**Exercises:**
a. Translate this sentence from the footprint-magic passage into Spanish: "In particular, it is a world-wide superstition that by injuring footprints you injure the feet that made them."
b. Answer these questions from the footprint-magic passage:
(i) Besides clothes and severed parts, through what else can magic be wrought on a man sympathetically?
(ii) What do the natives of South-eastern Australia place in a man's footprints to lame him?
(iii) What was the Tatungolung man actually suffering from?

**Text:**
□ □ □ □

Again, magic may be wrought on a man sympathetically, not only through his clothes and severed parts of himself, but also through the impressions left by his body in sand or earth. In particular, it is a world-wide superstition that by injuring footprints you injure the feet that made them. Thus the natives of South-eastern Australia think that they can lame a man by placing sharp pieces of quartz, glass, bone, or charcoal in his footprints. Rheumatic pains are often attributed by them to this cause. Seeing a Tatungolung man very lame, Mr. Howitt asked him what was the matter. He said, “some fellow has put bottle in my foot.” He was suffering from rheumatism, but believed that an enemy had found his foot-track and had buried it in a piece of broken bottle, the magical influence of which had entered his foot.

□ □ □ □

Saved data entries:
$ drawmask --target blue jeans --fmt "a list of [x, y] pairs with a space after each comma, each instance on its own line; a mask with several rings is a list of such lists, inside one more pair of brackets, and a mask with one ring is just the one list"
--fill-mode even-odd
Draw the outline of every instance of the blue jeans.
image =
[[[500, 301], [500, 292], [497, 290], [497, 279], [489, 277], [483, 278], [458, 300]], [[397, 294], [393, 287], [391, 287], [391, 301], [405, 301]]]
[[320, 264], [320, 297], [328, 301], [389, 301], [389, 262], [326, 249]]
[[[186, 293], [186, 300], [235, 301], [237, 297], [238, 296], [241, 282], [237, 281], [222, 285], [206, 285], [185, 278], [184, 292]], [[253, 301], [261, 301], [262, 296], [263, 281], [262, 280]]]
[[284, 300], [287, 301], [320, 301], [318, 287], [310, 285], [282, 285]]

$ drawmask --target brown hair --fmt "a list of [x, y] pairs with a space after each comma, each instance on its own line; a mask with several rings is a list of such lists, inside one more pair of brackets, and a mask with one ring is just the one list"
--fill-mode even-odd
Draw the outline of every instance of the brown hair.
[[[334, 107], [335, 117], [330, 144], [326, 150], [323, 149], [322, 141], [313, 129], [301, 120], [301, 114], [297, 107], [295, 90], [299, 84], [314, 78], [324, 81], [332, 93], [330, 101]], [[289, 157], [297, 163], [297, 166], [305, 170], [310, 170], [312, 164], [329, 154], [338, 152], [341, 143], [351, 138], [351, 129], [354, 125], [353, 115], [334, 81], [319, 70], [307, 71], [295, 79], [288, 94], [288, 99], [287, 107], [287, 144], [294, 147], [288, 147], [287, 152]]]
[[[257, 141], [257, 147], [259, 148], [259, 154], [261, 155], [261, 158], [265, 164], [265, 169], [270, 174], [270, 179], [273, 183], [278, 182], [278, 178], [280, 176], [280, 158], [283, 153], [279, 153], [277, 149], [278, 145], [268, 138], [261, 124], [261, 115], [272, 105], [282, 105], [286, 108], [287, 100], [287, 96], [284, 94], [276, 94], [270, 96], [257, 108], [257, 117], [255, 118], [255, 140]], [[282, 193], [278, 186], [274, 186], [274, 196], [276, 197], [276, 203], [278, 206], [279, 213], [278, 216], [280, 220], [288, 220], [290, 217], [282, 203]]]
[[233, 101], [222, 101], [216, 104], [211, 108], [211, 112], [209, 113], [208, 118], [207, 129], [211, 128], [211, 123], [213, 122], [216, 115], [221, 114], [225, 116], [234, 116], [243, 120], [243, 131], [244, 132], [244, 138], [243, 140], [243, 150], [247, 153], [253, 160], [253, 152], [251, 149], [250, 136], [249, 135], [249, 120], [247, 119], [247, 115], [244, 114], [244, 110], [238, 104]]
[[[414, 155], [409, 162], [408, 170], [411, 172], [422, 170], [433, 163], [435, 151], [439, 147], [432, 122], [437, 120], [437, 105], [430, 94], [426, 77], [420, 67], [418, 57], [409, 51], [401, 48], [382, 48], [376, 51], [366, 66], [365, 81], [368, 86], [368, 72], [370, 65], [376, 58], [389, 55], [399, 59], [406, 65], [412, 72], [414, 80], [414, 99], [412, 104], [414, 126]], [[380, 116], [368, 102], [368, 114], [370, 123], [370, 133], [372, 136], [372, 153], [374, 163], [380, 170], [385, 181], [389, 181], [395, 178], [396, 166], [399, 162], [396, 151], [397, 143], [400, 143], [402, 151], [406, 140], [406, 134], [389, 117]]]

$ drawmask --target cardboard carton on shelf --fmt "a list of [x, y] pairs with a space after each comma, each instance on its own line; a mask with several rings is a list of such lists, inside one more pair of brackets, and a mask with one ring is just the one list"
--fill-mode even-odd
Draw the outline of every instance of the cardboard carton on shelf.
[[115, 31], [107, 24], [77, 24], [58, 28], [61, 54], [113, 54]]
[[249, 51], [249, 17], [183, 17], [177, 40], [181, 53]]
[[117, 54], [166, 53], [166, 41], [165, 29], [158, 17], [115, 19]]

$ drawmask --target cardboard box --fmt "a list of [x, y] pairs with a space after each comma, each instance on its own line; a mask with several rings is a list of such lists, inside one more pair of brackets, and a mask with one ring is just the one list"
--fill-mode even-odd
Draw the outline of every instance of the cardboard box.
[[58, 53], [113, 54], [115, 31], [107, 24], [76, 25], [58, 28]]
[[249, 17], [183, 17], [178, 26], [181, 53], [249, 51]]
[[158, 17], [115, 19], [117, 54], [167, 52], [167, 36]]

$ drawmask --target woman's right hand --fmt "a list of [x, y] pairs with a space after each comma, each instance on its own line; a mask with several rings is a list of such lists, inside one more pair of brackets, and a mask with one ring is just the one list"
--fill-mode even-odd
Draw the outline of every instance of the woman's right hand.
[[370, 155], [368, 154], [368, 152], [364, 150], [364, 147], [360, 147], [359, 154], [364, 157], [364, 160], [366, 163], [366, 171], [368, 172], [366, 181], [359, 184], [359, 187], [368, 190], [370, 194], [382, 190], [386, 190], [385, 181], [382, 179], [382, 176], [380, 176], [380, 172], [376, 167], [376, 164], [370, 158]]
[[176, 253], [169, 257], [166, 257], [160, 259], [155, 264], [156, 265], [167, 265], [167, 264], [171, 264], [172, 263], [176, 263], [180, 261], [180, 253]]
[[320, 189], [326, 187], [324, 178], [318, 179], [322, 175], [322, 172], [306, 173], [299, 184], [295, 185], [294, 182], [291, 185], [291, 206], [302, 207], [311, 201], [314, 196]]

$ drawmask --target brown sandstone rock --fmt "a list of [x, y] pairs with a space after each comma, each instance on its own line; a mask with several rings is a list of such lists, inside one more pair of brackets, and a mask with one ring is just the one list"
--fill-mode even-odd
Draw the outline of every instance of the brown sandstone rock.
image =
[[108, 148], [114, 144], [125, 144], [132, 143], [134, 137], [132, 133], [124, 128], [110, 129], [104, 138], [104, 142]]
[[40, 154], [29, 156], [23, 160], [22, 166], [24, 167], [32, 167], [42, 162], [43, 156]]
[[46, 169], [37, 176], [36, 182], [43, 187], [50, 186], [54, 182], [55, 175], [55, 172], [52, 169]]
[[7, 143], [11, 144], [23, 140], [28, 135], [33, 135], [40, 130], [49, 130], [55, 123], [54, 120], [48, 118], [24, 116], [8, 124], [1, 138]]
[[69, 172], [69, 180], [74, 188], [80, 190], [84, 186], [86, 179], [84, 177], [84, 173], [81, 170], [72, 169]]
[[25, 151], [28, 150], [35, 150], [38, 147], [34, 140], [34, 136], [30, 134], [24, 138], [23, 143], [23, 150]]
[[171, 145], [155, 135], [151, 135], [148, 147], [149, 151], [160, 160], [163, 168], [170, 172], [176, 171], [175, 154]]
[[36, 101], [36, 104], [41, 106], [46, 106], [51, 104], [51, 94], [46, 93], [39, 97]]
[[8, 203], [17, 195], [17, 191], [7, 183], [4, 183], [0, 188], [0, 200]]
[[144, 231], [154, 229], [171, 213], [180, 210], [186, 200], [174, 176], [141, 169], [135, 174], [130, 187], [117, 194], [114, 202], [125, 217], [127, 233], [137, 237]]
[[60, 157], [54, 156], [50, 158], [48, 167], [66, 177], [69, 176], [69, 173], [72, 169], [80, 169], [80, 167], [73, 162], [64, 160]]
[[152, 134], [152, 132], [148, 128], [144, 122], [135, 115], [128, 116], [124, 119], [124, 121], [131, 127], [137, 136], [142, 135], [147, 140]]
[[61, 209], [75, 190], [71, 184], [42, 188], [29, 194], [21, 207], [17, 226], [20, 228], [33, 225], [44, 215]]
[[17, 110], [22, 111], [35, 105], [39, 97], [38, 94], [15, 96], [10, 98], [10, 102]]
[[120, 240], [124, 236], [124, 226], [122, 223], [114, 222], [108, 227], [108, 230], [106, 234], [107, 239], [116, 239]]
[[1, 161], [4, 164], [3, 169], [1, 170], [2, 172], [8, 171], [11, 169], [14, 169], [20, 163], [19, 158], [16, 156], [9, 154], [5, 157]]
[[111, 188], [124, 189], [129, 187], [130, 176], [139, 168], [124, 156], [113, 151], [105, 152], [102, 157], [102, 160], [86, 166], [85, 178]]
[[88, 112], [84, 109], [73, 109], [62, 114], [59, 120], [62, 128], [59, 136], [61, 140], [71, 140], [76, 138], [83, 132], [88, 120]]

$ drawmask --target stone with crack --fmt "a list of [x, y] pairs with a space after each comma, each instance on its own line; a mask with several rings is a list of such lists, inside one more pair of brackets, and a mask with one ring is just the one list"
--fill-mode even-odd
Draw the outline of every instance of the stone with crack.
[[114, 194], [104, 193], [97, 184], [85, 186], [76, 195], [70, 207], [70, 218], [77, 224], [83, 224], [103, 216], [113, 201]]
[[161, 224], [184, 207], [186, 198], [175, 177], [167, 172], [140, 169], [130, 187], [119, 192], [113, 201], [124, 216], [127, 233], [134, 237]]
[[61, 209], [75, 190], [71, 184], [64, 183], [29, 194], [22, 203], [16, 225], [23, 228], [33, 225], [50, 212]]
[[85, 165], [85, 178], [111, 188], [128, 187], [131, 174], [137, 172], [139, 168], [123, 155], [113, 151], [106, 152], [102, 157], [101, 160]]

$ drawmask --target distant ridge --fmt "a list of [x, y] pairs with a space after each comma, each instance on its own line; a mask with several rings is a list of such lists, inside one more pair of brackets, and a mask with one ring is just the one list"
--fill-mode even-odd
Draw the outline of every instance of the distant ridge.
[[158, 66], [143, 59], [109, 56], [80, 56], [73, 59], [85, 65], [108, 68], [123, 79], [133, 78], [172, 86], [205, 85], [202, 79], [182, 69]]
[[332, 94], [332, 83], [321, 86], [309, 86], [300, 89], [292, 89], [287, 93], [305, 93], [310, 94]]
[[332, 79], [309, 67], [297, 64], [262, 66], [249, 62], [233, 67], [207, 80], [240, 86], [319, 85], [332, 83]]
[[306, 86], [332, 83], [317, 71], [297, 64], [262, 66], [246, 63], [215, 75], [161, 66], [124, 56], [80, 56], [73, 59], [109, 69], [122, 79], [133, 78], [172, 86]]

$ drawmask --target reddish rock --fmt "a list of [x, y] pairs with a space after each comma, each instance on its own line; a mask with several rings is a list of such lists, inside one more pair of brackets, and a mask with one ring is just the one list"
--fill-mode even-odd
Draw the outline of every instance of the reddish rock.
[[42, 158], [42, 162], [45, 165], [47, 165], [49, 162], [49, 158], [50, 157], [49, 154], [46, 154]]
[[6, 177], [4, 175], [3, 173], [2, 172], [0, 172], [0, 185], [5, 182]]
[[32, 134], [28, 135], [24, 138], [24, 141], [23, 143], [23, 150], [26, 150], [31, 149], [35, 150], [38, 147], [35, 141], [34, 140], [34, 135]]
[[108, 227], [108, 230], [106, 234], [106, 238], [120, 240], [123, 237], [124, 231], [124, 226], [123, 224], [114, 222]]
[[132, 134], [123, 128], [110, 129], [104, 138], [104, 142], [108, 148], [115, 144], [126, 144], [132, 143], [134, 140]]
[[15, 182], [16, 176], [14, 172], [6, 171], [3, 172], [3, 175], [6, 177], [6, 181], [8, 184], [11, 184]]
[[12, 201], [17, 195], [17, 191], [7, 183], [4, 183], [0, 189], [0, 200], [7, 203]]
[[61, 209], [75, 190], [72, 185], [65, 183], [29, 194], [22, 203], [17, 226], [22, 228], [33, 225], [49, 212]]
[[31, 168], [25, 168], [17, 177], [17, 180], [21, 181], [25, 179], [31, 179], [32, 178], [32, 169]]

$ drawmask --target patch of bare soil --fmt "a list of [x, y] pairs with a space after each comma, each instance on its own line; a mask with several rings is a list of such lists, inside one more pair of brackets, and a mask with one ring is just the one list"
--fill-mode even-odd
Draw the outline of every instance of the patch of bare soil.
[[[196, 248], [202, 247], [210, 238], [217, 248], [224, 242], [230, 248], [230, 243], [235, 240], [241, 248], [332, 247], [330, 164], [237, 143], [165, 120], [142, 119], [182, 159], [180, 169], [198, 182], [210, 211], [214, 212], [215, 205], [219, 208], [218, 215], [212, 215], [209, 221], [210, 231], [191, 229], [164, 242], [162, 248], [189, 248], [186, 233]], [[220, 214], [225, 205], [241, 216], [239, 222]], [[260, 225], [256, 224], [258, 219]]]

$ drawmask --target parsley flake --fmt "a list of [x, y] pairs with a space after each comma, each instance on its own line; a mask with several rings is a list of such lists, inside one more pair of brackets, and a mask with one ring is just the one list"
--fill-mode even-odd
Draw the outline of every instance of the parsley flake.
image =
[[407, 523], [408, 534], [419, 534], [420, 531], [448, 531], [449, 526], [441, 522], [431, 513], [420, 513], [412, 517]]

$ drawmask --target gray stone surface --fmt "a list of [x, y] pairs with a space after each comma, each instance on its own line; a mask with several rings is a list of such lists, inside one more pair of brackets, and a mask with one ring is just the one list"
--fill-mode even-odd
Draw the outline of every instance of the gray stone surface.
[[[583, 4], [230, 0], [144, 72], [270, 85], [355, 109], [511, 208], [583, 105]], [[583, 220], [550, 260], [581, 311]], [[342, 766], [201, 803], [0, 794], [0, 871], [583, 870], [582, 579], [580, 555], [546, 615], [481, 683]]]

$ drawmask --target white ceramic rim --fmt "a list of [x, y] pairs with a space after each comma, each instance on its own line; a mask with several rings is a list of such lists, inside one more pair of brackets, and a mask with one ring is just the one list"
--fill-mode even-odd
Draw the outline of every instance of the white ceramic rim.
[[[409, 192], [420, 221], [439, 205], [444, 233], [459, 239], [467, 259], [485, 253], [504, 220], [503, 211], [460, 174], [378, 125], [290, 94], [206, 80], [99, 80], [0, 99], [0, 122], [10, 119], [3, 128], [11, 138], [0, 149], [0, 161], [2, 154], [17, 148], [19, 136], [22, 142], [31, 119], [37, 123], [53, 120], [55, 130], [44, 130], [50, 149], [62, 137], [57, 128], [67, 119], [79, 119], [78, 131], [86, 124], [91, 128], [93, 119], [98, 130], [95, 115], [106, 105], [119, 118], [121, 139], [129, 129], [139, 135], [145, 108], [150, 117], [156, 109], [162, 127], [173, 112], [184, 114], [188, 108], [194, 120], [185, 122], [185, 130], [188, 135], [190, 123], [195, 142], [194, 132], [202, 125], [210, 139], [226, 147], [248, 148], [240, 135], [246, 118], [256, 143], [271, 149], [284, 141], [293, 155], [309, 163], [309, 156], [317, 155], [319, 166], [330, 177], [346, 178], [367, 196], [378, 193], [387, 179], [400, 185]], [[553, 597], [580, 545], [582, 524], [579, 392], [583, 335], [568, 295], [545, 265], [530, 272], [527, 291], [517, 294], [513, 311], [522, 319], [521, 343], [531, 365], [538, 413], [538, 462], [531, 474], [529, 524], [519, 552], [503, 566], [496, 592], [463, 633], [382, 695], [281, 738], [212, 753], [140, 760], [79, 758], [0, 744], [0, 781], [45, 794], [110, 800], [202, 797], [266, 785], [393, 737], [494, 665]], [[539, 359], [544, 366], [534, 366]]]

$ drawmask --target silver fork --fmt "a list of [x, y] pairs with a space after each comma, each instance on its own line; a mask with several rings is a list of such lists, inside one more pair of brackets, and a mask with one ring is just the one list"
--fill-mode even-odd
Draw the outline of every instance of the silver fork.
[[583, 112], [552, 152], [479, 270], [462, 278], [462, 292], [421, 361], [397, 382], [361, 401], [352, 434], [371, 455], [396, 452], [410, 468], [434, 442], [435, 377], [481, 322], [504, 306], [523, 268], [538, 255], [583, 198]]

□ □ □ □

**Answers to this exercise:**
a. En particular, es una superstición extendida por todo el mundo que, al dañar las huellas, se dañan los pies que las dejaron.

b.
(i) The impressions left by his body in sand or earth.
(ii) Sharp pieces of quartz, glass, bone, or charcoal.
(iii) Rheumatism.